### Instructions for the task
Search the entries below for the word "audience" and copy each line that has it.

Start of Data to process

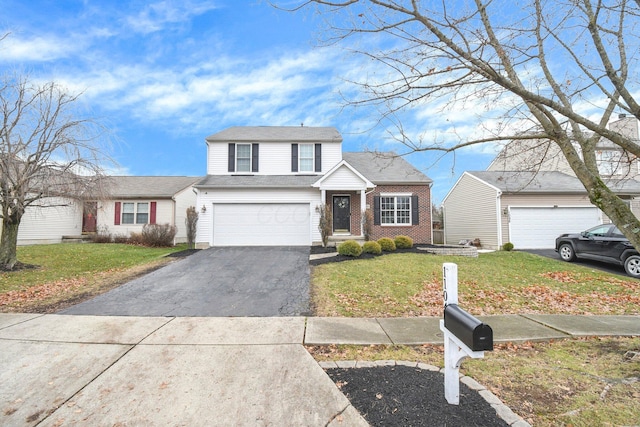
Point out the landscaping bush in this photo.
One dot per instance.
(387, 244)
(372, 248)
(350, 248)
(158, 235)
(507, 246)
(403, 242)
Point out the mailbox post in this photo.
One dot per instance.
(464, 335)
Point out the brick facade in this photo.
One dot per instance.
(420, 233)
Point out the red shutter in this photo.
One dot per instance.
(152, 216)
(116, 220)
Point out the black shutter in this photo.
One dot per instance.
(376, 210)
(254, 158)
(232, 157)
(318, 167)
(294, 157)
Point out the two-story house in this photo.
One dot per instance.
(265, 186)
(529, 195)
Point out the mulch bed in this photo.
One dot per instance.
(405, 396)
(340, 258)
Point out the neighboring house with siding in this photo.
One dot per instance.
(266, 185)
(138, 200)
(529, 195)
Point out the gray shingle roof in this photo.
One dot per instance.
(148, 186)
(277, 134)
(546, 182)
(385, 168)
(257, 181)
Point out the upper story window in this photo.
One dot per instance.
(243, 157)
(135, 213)
(395, 210)
(306, 158)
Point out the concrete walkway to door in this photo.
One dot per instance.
(216, 282)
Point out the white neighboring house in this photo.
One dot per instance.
(49, 220)
(138, 200)
(266, 184)
(511, 203)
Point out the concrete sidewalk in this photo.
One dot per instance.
(65, 370)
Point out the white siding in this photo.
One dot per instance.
(343, 179)
(183, 200)
(274, 158)
(48, 224)
(210, 197)
(470, 212)
(106, 216)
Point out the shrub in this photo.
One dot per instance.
(403, 242)
(367, 224)
(350, 248)
(387, 244)
(372, 248)
(325, 223)
(158, 235)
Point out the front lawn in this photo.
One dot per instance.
(410, 284)
(64, 274)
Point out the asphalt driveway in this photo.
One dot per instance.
(216, 282)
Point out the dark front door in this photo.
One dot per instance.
(341, 213)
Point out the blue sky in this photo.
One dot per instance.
(163, 75)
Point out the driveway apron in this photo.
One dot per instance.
(216, 282)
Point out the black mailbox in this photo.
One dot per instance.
(476, 335)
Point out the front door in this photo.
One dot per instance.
(342, 214)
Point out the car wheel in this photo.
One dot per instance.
(632, 266)
(566, 252)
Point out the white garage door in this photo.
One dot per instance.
(537, 228)
(261, 224)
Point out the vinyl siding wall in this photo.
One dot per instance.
(183, 200)
(209, 197)
(470, 212)
(106, 213)
(41, 225)
(532, 200)
(274, 158)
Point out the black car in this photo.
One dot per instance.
(601, 243)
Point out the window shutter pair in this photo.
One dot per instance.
(415, 214)
(152, 213)
(317, 155)
(254, 157)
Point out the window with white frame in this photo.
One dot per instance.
(306, 157)
(135, 213)
(395, 210)
(243, 157)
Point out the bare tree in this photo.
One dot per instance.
(191, 222)
(543, 71)
(48, 155)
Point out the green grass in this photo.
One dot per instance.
(494, 283)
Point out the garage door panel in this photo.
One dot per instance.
(272, 224)
(538, 227)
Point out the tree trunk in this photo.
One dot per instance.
(8, 243)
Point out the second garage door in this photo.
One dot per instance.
(538, 227)
(261, 224)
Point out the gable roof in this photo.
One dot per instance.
(386, 168)
(257, 181)
(277, 134)
(129, 187)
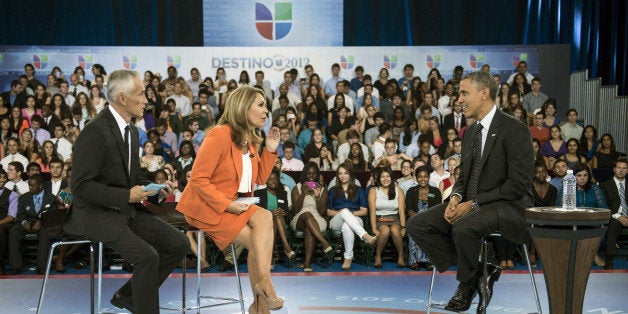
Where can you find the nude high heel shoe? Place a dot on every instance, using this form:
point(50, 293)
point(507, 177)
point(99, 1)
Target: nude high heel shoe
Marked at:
point(273, 303)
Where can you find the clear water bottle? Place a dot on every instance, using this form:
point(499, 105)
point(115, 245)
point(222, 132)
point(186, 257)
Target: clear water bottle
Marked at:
point(569, 191)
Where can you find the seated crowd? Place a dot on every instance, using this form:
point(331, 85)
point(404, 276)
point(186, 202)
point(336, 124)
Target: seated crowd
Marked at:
point(357, 156)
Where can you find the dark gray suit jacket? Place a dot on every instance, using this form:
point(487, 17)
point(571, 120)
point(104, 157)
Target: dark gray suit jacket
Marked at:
point(506, 175)
point(100, 180)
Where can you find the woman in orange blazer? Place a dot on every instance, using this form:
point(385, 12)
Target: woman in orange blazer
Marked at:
point(227, 165)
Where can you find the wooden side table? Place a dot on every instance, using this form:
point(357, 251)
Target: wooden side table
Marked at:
point(567, 241)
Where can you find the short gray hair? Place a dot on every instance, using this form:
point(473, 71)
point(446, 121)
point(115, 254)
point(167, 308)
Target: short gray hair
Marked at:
point(482, 80)
point(120, 81)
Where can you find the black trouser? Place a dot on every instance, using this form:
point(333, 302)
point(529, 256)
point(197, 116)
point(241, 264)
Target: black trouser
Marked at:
point(612, 234)
point(458, 244)
point(154, 248)
point(16, 235)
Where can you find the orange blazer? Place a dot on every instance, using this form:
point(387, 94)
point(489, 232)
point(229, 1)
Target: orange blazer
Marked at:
point(216, 176)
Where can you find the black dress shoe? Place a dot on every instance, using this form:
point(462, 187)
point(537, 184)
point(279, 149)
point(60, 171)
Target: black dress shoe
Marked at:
point(225, 265)
point(461, 301)
point(493, 273)
point(122, 302)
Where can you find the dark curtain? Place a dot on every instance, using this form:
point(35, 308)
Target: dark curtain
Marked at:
point(102, 23)
point(595, 30)
point(592, 28)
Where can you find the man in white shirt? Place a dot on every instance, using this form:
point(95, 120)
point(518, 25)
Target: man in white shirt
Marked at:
point(182, 102)
point(64, 90)
point(522, 68)
point(194, 82)
point(439, 173)
point(14, 174)
point(289, 163)
point(56, 183)
point(62, 145)
point(293, 100)
point(13, 155)
point(570, 129)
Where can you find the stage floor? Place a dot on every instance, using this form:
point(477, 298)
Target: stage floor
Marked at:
point(315, 293)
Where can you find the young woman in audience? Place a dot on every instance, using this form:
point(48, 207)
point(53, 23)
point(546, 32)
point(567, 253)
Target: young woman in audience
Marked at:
point(244, 78)
point(312, 151)
point(28, 146)
point(88, 110)
point(549, 108)
point(553, 148)
point(149, 160)
point(356, 158)
point(434, 133)
point(309, 200)
point(536, 148)
point(384, 200)
point(520, 85)
point(41, 96)
point(368, 121)
point(409, 135)
point(46, 153)
point(275, 199)
point(502, 96)
point(419, 198)
point(606, 154)
point(346, 205)
point(381, 82)
point(186, 154)
point(414, 97)
point(573, 157)
point(424, 120)
point(446, 186)
point(59, 107)
point(5, 131)
point(5, 109)
point(339, 122)
point(589, 142)
point(30, 109)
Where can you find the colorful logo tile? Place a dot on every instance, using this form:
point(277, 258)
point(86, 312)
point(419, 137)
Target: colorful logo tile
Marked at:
point(273, 26)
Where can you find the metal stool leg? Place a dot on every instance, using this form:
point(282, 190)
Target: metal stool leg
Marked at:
point(47, 273)
point(532, 280)
point(226, 300)
point(429, 305)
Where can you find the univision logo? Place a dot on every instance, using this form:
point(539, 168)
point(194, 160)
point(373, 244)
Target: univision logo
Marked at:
point(273, 28)
point(130, 62)
point(347, 62)
point(86, 61)
point(433, 62)
point(518, 58)
point(40, 61)
point(174, 61)
point(390, 62)
point(476, 61)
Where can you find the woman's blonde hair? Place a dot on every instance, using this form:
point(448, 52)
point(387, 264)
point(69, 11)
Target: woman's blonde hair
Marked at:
point(236, 114)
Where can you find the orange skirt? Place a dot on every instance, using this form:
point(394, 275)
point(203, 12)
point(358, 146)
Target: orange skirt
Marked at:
point(229, 227)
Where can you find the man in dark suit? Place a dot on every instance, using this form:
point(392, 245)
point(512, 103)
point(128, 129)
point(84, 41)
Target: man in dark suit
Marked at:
point(107, 190)
point(492, 192)
point(455, 120)
point(16, 96)
point(615, 193)
point(30, 205)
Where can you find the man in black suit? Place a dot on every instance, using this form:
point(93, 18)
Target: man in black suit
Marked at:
point(615, 193)
point(107, 190)
point(491, 193)
point(16, 96)
point(30, 205)
point(455, 120)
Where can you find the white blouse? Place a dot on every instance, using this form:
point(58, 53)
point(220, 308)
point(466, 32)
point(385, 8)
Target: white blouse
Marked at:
point(247, 174)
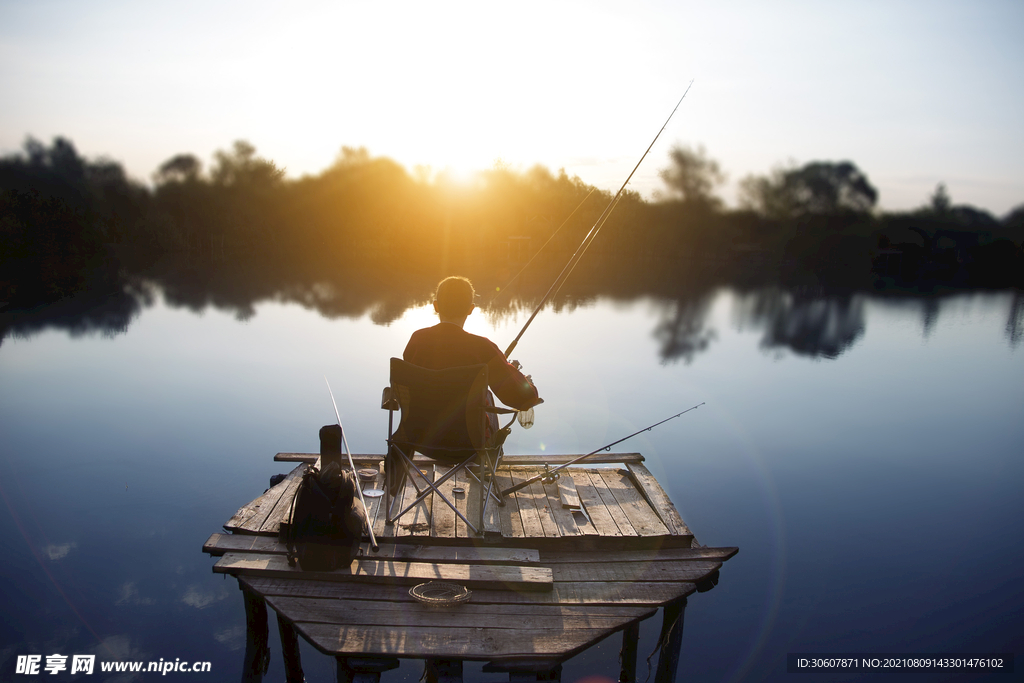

End of Data to process

### Problem solution
Where can you find the young woman in audience? Place a dot on every instance, using this form:
Target: young woman in audience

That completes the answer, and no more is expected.